• Records supplied:
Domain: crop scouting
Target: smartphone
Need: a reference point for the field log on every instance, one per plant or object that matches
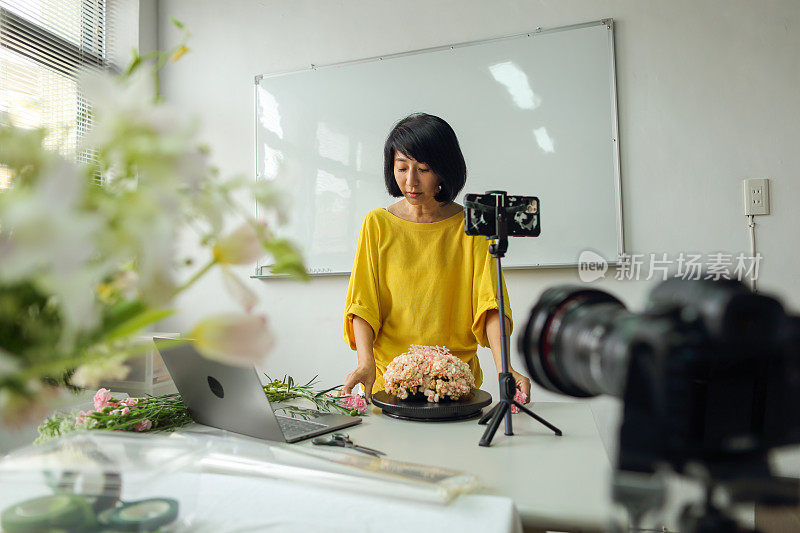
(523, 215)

...

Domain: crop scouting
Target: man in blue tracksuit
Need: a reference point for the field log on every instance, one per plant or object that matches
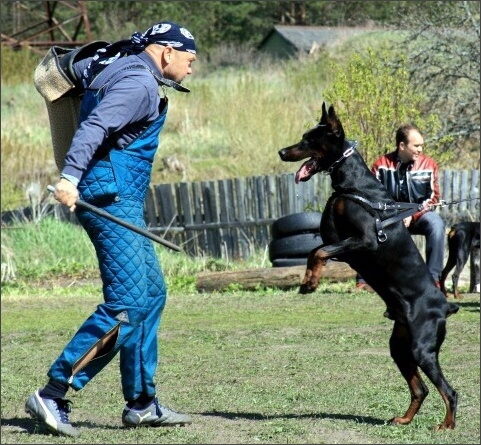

• Exercise brief: Please pull out every line above that contains the word "Target", and copy each one in full.

• Solution to this task:
Target: smartphone
Target: man in blue tracksuit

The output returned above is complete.